▸ Exercise details
Copy the lines of the records below word for word, starting at the line containing "Category: dirt-covered bus body" and ending at the line containing "[12,0,351,156]", with both of those lines included.

▸ Excerpts of bounding box data

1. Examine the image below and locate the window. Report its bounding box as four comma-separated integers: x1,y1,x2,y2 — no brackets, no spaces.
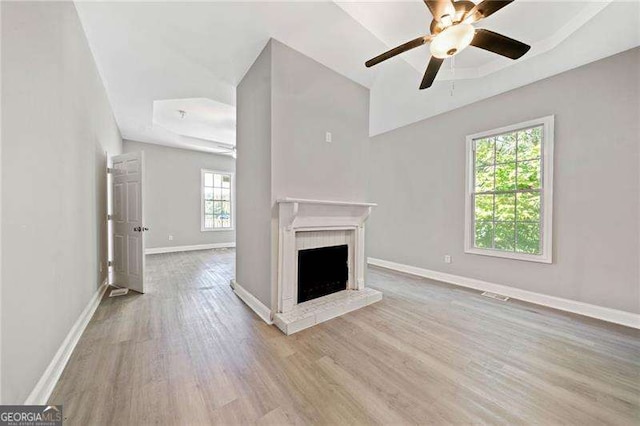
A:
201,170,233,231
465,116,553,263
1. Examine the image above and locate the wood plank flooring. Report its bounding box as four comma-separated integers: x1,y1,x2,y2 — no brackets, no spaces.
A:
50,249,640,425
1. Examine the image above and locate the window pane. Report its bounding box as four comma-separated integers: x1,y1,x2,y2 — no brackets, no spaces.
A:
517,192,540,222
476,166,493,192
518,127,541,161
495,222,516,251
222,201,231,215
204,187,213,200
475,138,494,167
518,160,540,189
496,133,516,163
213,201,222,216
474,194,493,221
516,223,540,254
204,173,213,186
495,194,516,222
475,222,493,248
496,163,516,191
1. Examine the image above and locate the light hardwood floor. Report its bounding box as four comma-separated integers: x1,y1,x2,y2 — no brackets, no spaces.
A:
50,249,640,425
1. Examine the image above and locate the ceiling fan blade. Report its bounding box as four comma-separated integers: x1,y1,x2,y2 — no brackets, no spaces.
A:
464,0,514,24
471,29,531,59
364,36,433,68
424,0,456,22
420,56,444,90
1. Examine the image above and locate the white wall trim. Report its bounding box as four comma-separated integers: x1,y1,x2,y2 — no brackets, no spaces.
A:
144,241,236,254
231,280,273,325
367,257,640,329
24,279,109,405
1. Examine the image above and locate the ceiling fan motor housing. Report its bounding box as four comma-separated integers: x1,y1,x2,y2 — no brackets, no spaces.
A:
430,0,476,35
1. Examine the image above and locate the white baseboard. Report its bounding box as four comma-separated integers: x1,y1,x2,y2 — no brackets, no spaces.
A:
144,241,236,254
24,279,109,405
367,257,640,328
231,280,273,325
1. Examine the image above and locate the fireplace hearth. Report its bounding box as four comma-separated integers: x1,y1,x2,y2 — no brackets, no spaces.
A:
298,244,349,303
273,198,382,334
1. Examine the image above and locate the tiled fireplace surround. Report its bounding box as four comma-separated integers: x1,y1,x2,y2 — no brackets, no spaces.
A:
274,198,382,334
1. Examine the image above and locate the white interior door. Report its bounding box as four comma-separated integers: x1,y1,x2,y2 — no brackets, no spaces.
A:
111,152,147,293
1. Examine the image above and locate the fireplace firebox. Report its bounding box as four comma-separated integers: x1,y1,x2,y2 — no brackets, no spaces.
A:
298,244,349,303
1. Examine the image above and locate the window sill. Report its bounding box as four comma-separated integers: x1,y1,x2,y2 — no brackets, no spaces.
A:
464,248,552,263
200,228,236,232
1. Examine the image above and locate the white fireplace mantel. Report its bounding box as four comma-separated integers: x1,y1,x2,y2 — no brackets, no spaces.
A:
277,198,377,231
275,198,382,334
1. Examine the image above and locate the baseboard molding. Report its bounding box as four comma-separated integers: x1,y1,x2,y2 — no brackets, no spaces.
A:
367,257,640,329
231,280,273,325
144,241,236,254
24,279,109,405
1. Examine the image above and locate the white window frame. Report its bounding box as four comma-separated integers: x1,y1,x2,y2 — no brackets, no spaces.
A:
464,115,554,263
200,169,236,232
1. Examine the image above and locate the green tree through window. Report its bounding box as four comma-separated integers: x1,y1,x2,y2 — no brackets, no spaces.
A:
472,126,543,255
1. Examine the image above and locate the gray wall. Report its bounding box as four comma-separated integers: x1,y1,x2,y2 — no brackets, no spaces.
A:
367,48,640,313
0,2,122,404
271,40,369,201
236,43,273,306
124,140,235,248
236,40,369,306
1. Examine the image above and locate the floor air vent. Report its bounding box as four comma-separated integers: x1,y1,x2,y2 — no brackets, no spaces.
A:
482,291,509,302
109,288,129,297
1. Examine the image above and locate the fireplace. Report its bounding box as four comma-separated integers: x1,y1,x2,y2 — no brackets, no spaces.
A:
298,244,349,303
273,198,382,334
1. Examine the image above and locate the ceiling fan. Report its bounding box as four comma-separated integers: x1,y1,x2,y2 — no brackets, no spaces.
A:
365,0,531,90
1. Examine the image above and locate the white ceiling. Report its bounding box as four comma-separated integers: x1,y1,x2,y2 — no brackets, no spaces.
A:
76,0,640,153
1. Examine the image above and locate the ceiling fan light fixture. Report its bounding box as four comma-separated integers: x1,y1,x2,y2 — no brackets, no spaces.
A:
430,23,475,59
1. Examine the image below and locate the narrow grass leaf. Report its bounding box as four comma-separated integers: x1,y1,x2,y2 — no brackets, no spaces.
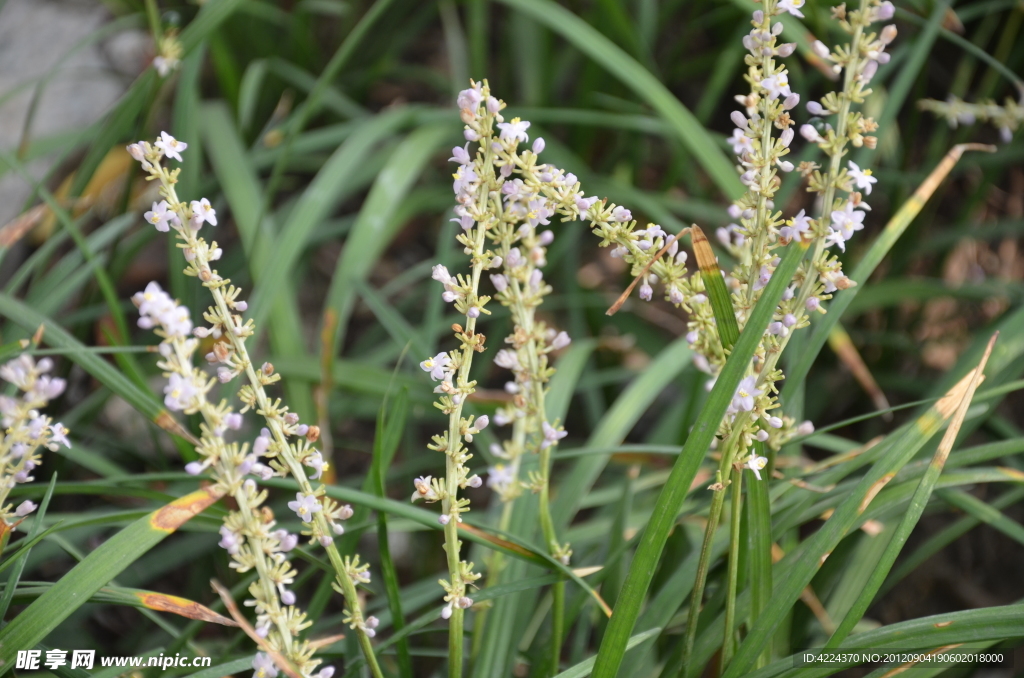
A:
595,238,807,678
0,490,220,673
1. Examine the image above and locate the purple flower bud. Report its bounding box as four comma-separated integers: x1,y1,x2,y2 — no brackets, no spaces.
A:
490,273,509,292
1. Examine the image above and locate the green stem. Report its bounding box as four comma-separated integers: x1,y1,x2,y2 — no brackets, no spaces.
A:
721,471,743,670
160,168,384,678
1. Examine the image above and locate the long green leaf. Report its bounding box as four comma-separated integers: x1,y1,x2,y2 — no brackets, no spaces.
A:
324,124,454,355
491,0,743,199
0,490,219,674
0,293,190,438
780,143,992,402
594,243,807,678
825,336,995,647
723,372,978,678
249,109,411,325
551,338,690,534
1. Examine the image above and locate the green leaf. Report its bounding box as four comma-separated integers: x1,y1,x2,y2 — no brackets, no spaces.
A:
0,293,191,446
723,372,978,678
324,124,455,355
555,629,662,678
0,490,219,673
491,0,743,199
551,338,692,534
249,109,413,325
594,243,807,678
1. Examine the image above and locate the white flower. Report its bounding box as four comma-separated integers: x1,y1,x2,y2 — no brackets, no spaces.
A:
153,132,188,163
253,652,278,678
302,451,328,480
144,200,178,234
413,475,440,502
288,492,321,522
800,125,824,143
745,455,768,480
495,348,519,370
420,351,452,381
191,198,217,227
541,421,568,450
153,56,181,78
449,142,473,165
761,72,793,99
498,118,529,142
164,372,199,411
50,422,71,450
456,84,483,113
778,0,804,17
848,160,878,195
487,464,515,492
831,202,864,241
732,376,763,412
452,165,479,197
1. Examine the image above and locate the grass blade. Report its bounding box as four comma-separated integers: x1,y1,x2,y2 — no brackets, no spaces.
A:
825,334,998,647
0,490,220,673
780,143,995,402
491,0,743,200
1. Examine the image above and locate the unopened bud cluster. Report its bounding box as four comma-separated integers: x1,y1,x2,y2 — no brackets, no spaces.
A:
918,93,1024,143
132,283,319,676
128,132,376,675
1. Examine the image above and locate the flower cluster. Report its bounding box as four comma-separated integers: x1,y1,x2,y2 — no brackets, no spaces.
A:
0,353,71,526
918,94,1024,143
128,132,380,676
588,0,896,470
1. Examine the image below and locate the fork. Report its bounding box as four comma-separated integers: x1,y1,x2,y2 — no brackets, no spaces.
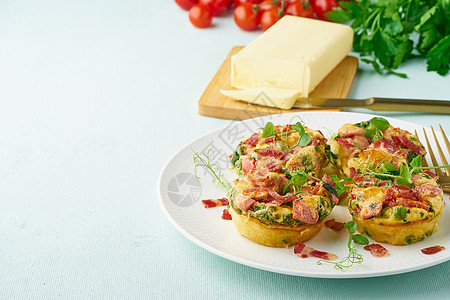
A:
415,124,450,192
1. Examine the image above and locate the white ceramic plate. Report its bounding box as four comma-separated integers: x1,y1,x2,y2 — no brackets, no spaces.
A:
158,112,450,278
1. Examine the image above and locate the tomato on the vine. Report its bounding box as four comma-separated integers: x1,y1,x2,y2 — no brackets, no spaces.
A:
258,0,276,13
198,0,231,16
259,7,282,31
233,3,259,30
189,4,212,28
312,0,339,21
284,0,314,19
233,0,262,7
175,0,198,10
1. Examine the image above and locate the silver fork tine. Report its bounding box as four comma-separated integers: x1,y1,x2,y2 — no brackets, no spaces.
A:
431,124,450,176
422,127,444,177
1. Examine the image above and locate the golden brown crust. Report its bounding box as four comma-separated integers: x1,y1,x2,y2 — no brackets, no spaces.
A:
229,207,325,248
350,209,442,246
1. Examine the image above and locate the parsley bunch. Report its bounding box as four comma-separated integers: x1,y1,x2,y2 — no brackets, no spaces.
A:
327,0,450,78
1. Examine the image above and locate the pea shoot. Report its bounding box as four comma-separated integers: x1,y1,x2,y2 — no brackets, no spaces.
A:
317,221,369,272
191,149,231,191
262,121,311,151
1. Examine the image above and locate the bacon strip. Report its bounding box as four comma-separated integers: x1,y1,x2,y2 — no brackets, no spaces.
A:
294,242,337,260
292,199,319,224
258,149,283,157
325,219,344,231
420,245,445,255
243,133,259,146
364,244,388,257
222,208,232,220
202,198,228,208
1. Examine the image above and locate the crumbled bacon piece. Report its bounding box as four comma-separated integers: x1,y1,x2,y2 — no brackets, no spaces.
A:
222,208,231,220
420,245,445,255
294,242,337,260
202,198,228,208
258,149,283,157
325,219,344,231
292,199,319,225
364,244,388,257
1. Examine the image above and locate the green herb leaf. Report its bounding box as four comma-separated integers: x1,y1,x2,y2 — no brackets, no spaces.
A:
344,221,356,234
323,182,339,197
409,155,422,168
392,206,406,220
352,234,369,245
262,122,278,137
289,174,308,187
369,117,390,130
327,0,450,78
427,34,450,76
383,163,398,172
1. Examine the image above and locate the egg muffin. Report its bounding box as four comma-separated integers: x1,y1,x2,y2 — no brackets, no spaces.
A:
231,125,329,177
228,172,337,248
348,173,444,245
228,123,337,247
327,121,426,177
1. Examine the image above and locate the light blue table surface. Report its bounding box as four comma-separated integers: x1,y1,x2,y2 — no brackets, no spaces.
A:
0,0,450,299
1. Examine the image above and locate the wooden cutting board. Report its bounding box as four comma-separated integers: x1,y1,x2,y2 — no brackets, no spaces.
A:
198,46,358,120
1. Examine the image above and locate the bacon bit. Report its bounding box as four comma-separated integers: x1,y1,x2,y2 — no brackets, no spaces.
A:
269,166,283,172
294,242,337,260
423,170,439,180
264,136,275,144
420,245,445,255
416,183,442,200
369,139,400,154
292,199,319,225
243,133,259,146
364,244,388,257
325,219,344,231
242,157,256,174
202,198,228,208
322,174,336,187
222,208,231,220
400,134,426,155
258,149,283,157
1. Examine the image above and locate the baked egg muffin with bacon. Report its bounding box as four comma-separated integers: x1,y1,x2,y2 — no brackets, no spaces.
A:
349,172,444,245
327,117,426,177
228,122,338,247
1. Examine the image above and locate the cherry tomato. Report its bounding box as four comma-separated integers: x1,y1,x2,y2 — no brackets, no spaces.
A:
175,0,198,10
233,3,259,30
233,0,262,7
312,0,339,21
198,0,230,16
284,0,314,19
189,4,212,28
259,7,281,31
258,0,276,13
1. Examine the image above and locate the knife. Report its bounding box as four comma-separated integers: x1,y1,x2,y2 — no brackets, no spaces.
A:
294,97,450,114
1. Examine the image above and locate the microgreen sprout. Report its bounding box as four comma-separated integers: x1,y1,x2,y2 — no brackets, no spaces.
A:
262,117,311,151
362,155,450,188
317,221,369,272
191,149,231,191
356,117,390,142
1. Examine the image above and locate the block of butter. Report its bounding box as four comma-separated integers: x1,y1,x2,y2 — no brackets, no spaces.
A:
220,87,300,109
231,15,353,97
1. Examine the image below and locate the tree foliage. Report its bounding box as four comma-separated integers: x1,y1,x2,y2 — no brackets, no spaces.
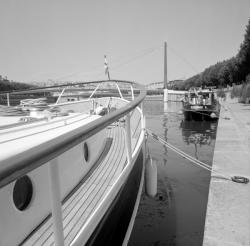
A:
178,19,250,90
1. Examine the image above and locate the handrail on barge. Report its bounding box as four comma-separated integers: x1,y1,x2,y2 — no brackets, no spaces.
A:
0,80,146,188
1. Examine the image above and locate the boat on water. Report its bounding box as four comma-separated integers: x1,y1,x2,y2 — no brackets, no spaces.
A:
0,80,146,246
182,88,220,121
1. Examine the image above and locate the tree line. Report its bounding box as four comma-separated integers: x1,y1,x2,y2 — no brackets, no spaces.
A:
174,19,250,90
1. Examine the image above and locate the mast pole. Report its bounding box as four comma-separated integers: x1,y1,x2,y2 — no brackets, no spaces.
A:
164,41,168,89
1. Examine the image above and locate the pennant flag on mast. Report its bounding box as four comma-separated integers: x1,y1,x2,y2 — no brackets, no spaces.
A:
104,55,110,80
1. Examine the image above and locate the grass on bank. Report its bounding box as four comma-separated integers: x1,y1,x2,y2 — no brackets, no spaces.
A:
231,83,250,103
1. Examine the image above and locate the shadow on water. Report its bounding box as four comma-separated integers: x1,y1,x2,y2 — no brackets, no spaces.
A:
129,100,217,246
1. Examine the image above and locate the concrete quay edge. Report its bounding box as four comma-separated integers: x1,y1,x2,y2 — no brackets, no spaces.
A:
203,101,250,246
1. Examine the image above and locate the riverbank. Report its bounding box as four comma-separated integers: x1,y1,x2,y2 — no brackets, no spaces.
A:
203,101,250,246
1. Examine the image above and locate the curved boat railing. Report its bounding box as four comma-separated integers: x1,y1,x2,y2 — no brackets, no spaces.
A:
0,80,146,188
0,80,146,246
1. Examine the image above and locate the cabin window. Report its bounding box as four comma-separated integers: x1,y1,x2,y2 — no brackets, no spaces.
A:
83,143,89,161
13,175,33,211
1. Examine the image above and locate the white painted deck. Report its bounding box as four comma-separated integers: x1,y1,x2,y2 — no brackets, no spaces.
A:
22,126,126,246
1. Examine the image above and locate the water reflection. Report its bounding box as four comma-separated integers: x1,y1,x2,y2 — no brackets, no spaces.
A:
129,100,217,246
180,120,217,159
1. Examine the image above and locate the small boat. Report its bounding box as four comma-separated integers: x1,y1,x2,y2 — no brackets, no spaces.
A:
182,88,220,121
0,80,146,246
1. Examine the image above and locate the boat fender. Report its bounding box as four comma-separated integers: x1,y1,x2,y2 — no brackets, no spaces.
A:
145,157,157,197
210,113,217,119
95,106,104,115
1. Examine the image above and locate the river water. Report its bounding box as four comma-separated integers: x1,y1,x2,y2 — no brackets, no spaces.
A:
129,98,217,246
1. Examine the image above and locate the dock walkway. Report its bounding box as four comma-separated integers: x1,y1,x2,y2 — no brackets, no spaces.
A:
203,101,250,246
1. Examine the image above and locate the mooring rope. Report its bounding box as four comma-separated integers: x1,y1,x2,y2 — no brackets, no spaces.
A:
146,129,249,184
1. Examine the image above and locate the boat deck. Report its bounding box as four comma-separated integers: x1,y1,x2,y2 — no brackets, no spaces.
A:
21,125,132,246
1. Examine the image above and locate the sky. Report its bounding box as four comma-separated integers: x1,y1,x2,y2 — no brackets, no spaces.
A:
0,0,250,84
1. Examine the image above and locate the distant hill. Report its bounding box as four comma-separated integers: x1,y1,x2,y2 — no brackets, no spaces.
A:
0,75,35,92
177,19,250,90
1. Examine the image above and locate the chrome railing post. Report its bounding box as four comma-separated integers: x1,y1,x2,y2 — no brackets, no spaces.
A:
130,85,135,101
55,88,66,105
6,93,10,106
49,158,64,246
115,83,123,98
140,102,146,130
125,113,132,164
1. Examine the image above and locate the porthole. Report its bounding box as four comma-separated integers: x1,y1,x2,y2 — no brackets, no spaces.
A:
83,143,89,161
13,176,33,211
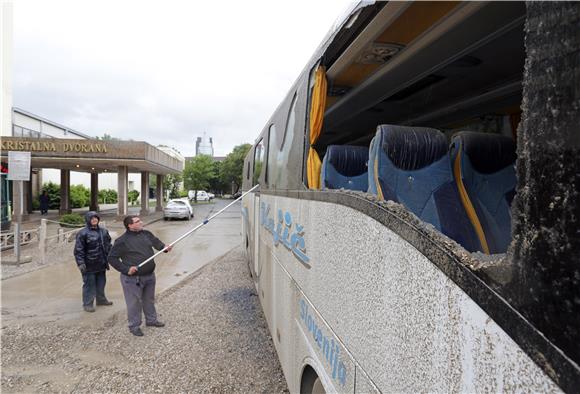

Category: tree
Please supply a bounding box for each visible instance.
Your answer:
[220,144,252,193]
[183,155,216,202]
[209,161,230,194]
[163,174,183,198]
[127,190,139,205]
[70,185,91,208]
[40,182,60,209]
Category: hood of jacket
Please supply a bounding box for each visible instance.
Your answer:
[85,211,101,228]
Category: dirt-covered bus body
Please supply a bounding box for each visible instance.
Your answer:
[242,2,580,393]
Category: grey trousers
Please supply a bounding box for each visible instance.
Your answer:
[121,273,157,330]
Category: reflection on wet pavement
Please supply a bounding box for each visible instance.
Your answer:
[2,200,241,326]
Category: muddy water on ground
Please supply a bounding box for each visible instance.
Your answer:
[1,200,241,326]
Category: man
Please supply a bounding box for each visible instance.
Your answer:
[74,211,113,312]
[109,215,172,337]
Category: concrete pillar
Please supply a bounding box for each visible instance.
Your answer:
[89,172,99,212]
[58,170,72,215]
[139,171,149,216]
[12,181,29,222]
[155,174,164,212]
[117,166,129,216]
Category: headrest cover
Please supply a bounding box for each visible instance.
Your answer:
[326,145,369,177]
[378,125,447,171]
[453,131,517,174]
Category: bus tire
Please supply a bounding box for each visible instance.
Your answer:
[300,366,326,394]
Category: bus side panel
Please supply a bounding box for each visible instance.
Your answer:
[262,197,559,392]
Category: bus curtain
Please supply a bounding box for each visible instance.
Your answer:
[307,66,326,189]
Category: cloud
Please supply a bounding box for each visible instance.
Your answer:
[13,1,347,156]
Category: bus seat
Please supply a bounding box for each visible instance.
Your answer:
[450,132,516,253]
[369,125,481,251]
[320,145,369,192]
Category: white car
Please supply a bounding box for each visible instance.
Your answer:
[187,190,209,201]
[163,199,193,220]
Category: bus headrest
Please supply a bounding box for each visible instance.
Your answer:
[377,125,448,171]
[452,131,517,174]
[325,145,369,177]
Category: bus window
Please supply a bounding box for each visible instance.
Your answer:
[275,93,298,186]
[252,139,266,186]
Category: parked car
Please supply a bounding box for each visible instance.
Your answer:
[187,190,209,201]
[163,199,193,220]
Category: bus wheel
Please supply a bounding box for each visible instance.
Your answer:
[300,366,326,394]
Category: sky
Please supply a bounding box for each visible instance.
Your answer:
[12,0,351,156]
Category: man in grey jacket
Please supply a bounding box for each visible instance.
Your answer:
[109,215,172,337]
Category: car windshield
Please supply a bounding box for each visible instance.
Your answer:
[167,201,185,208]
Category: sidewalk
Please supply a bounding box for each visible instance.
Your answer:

▸ Correct result
Category: dirt-covered bus body
Please supply a bounding box for each visible instance.
Your answer:
[242,2,580,393]
Category: grey trousers
Please supply a bounding box for each visible instance.
Your answer:
[121,273,157,330]
Category: reflection on wet pavement
Please supply a bounding box for each visible instance.
Your answer:
[2,200,241,326]
Category: muddy water on ground
Please supply a bounding box for each visible instance.
Your answer:
[1,200,241,326]
Category: man
Please supply a bounding box for each visible instance.
Your answer:
[74,211,113,312]
[109,215,172,337]
Category: concrete pillar
Please supply a bounding box for each visible instance.
Your answer:
[89,172,99,212]
[58,170,72,215]
[139,171,149,216]
[12,181,29,222]
[155,174,164,212]
[117,166,129,216]
Category: headrest cover
Please supply a bounding box for each visible instance.
Your answer:
[326,145,369,177]
[378,125,447,171]
[453,131,517,174]
Category: bus tire
Please supply a bounding box for each visible instance.
Your answer:
[300,366,326,394]
Category: bus side panel
Please supply a bounding box for each visible instance.
Your answer:
[262,197,559,392]
Category: bus curtain
Please supply a bounding box for each visible instance.
Your answer:
[307,66,326,189]
Category: cloud
Please supply a bounding box for each visible instance.
Your answer:
[13,1,347,156]
Category: bus seat
Please supply a bounding box for each visible instance.
Your answer:
[450,132,516,253]
[369,125,481,251]
[320,145,369,192]
Category: white car
Please supply a bounding box for each visible instance.
Your answer:
[187,190,209,201]
[163,199,193,220]
Category: bus headrest
Please supply a bounding box for each visible instance.
Your answer:
[377,125,448,171]
[452,131,517,174]
[325,145,369,177]
Category: bus window
Please supply a bounding box for each visible instance.
Your answer:
[275,93,298,186]
[252,139,266,186]
Category: parked car
Please supply a bounding box for each visible instance.
Your answer:
[187,190,209,201]
[163,199,193,220]
Category: bus wheel
Please supply a bounding box for each visible instance.
Your answer:
[300,366,326,394]
Category: sky
Please supply a bounding box for each visible instance.
Your answer:
[12,0,351,156]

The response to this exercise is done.